- WHAT TO PRODUCE -
Render each line of the listing below as a row in a Markdown table with the columns "Row" and "Line", numbering the rows and skipping blank lines. Omit the pictures.

────────────────────────────────────────

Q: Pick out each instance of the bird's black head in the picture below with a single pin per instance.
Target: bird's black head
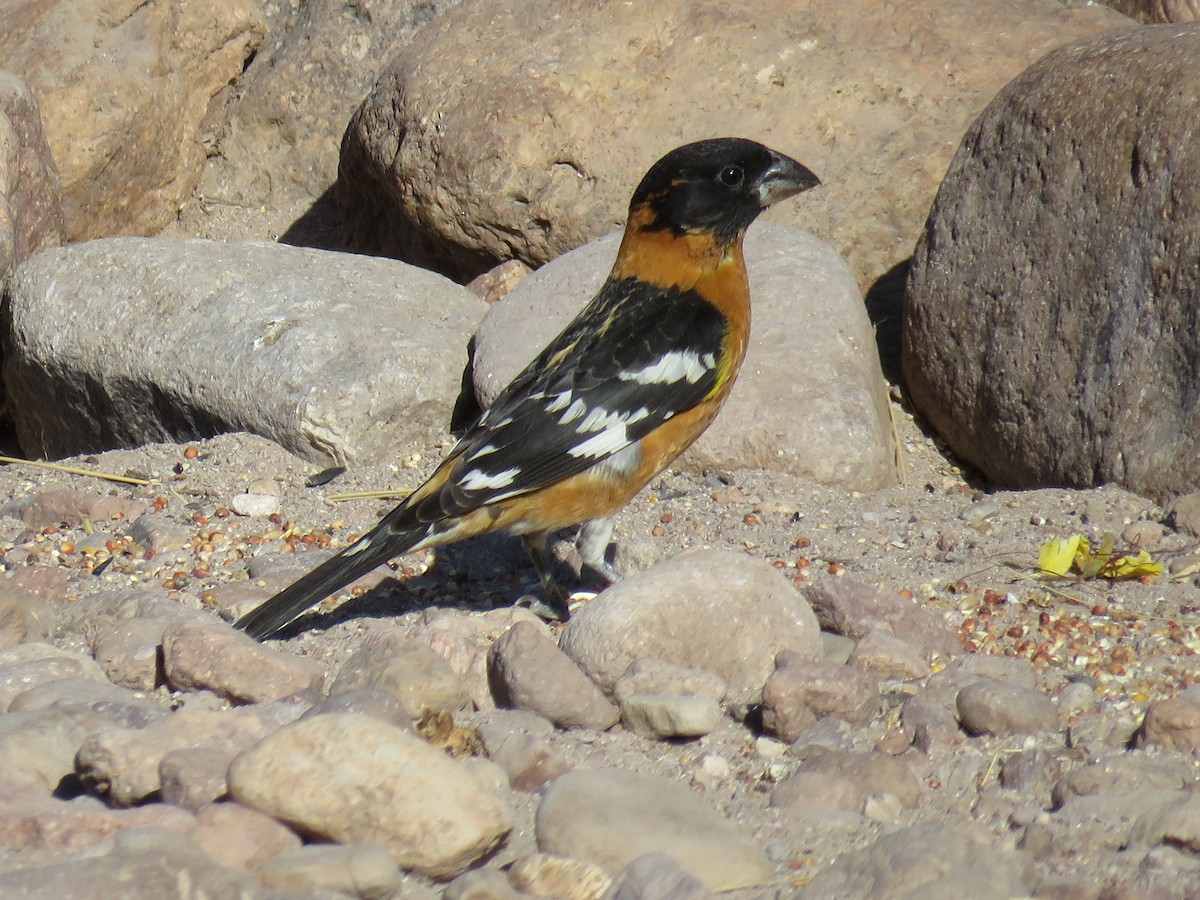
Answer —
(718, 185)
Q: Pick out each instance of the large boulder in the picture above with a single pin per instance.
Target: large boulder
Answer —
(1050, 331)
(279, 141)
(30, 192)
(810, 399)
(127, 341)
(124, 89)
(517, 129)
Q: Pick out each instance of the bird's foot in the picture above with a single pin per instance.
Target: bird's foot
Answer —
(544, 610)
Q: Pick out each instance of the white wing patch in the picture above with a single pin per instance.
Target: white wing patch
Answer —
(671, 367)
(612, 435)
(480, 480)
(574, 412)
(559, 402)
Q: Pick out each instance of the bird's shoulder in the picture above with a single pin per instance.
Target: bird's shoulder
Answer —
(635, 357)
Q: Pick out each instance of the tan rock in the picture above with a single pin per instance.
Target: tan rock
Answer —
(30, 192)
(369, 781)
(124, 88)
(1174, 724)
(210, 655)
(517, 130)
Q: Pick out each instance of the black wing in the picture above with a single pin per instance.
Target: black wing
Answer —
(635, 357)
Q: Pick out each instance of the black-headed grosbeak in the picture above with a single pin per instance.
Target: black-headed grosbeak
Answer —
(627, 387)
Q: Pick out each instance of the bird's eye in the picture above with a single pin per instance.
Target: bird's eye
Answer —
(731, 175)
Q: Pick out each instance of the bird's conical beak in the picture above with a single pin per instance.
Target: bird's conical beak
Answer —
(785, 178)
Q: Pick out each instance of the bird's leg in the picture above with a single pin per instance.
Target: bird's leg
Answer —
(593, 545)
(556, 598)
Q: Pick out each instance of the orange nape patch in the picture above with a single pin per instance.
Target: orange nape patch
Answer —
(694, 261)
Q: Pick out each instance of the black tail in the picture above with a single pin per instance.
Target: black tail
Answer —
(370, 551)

────────────────────────────────────────

- RESPONSE FOR THIS EXERCISE -
| Row | Line |
|---|---|
| 1 | Q: Pick out each instance of the bird's black head in the picture below with a single pin per instance. |
| 2 | Target: bird's black head |
| 3 | Answer — |
| 4 | (718, 185) |
| 5 | Q: Pick out each instance of the large boulder in the picture above with a single pin per instance. |
| 6 | Target: large boulder |
| 7 | Answer — |
| 8 | (1050, 331) |
| 9 | (279, 141) |
| 10 | (30, 192) |
| 11 | (810, 399) |
| 12 | (127, 341) |
| 13 | (124, 89) |
| 14 | (517, 129) |
| 15 | Q: Pick out each instance of the bird's foot in the picture above with a single pin per instance. |
| 16 | Target: bird's foot |
| 17 | Answer — |
| 18 | (544, 610) |
| 19 | Q: Pick out each instance of the white wing patch in the picture above with a single pin per instance. |
| 20 | Target: white wing patch |
| 21 | Answer — |
| 22 | (671, 367) |
| 23 | (612, 435) |
| 24 | (480, 480) |
| 25 | (574, 412) |
| 26 | (559, 402) |
| 27 | Q: Pick out each instance of the bird's shoulder in the picture above with a single pin per instance. |
| 28 | Target: bird's shoulder |
| 29 | Answer — |
| 30 | (635, 357) |
| 31 | Q: Pick out each instance of the tan rock in the picture above with a single pin per instance. |
| 32 | Target: tan rock |
| 33 | Answer — |
| 34 | (30, 192) |
| 35 | (369, 781) |
| 36 | (124, 88) |
| 37 | (1174, 724) |
| 38 | (210, 655) |
| 39 | (517, 130) |
| 40 | Q: Pick out each instance of the black wing in the picture above with a single pin per instance. |
| 41 | Target: black wing |
| 42 | Answer — |
| 43 | (635, 357) |
| 44 | Q: Pick out each instance of the black-headed grosbeak in the picture above with a single pin per instance. |
| 45 | Target: black-headed grosbeak |
| 46 | Answer — |
| 47 | (627, 387) |
| 48 | Q: Pick out each instance of the bird's eye in the picture above with a single pin per instance. |
| 49 | Target: bird's eye |
| 50 | Answer — |
| 51 | (731, 175) |
| 52 | Q: Pick out each instance of the bird's conical beak in the picture above with a single pin per instance. |
| 53 | Target: bird's conical beak |
| 54 | Answer — |
| 55 | (785, 178) |
| 56 | Q: Pick out each instance of the bird's leg in the picture above with a single pin per instance. |
| 57 | Target: bird's leg |
| 58 | Answer — |
| 59 | (593, 545) |
| 60 | (556, 598) |
| 61 | Q: Pick out each instance of the orange nape patch in the picture above with a single pin per instance. |
| 62 | Target: orange nape patch |
| 63 | Answer — |
| 64 | (694, 261) |
| 65 | Q: Pick out each instance of the black tail in the picture above with a single pin per instance. |
| 66 | Target: black tail |
| 67 | Answer — |
| 68 | (370, 551) |